Extract:
:::

In 1841, William and Nicolasa Workman, who migrated from elsewhere in Mexico with John Rowland and others, received a land grant for Rancho La Puente from the governor of Alta California, Juan Bautista Alvarado. The ranch eventually grew to almost 49,000 acres. The Workmans quickly established themselves as cattle ranchers and did well financially during the Gold Rush, supplying fresh beef to the gold fields. Following the discovery of oil by their son on land they owned in the Montebello hills, the Workmans' grandson, Walter P. Temple, and his wife, Laura, bought the Workman House and surrounding land in 1917. This property is now known as the Workman and Temple Family Homestead Museum and is a museum and heritage site in present-day City of Industry that is free and open to the public. In the 1910s, Tract 1343 was created and shows a large portion of 2017's City boundaries.

In the late 19th and early 20th century, both the Southern Pacific and Union Pacific Railroad were built through the San Jose Creek valley in what is now Industry. The Union Pacific would establish a major railyard at the Marne siding in what is now Industry. Valley Boulevard, a major artery connecting Los Angeles with points east, was also laid through what would become the City of Industry. The presence of the railroads and Valley Boulevard would lead to the development of warehouses that became a large part of Industry's economy.

The City of Industry was incorporated as a charter city on June 18, 1957, after an election in the previous December where voters approved incorporation, with 118 in favor and 28 against. A little under fifteen years from its incorporation, the City of Industry created a general plan as required by state law to guide its future development. The 1971 document remains in effect in an amended form as of 2020, nearly a half century later. The plan was overseen by planning consultants Gruen Associates, a firm established in 1950 by Austrian-born Victor Gruen, an architect and urban planner.

:::

Supplied data:
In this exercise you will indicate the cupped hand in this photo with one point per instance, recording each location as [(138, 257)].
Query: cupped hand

:::

Continue the history of the City of Industry from the end of its last paragraph.

The city's first mayor, John Ferrero (1912–1996), was elected to the City Council at Industry's incorporation, and served in such capacity for 39 years, becoming the longest serving mayor in California.

The City of Industry was named for the goals and objectives section of the general plan which identified the primary goal of the city as "creating and maintaining an ideal setting for manufacturing, distribution and industrial facilities."

In 1962, the City of Industry Chamber of Commerce formed and in 1974, the Workman House became a historical landmark.
In 1979/1980 a former landfill near Azusa Avenue was converted into the Industry Hills Golf Club, including a hotel and the Eisenhower golf course.
In 1981, the Industry Hills Expo Center opened as a community multi-purpose event facility.

In 1985, the inaugural Charity Pro Rodeo took place, to raise funds for youth in the San Gabriel Valley. The Rodeo still takes place annually. In 1991, in partnership with the Los Angeles County Sheriff's Department, the Youth Activities League was formed to offer sports to at-risk children as an alternative to gang activity.

In recognition of the importance of mass transit, the city invested heavily in the development of a Metrolink transit station near the confluence of the 60 and 57 freeways and in 1993, the City of Industry Metrolink Station opened. In 2004, the Environmental Impact Report and Design for the 57/60 Confluence Project was completed. The three-phased program of improvements consists of ramp and interchange reconfigurations as well as the addition of bypass lanes to reduce weaving, resulting in less congestion for the sixth-worst congested and dangerous freeway interchange in the nation.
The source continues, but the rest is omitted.